# The task
Return every line in the rows below that contains the word "concrete".

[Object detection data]
__________________________________________________
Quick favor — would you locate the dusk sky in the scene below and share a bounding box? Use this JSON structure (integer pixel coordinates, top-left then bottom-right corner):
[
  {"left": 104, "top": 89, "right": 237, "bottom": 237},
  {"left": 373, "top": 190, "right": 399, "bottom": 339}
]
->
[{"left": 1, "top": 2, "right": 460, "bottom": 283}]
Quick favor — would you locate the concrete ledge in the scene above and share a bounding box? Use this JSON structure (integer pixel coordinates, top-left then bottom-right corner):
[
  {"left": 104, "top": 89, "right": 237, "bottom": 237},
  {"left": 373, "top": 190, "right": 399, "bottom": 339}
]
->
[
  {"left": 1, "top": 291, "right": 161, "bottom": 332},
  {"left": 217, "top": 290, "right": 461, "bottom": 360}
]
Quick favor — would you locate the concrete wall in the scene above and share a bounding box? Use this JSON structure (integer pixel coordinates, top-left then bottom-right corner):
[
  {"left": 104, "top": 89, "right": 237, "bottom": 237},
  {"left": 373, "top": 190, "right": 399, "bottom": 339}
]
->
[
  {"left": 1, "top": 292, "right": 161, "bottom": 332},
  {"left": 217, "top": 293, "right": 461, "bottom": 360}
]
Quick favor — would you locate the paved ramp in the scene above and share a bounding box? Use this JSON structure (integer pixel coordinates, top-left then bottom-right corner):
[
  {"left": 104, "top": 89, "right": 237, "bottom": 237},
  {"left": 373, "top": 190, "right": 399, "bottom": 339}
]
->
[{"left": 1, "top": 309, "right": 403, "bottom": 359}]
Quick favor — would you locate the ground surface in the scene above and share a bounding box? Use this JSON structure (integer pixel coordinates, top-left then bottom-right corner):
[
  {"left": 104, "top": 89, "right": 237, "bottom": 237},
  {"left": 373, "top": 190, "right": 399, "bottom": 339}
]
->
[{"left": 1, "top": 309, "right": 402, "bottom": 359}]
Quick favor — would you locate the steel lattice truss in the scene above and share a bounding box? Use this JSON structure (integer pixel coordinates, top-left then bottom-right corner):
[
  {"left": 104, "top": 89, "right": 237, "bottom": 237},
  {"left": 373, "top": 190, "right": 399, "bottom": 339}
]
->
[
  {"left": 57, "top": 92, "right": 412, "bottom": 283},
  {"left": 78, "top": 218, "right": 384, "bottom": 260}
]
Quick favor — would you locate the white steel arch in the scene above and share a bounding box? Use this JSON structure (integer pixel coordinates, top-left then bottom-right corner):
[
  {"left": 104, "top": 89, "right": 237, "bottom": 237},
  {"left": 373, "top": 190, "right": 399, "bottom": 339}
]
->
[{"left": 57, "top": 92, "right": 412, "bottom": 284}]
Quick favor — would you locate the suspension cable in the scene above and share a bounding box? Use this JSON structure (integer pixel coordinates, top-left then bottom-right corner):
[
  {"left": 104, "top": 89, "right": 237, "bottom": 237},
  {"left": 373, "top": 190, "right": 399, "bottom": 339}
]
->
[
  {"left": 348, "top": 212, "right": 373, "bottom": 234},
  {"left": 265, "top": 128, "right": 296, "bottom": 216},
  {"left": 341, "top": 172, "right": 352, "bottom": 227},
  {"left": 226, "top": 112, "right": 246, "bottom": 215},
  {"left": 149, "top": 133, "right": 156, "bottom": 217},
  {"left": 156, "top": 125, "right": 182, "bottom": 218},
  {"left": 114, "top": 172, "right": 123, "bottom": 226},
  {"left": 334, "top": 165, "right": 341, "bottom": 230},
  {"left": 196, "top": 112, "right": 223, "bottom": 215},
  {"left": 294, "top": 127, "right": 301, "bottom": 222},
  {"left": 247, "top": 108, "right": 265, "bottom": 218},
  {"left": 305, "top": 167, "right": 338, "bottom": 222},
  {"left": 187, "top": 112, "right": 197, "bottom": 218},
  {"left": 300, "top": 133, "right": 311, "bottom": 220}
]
__________________________________________________
# Answer for this exercise
Quick favor — would you locate the concrete ledge in the scene above and share a bounding box? Use this JSON structure (integer pixel coordinates, top-left then bottom-right corner):
Quick favor — would you locate the concrete wall in the scene above and share a bounding box? Use this JSON structure (integer pixel coordinates, top-left then bottom-right corner):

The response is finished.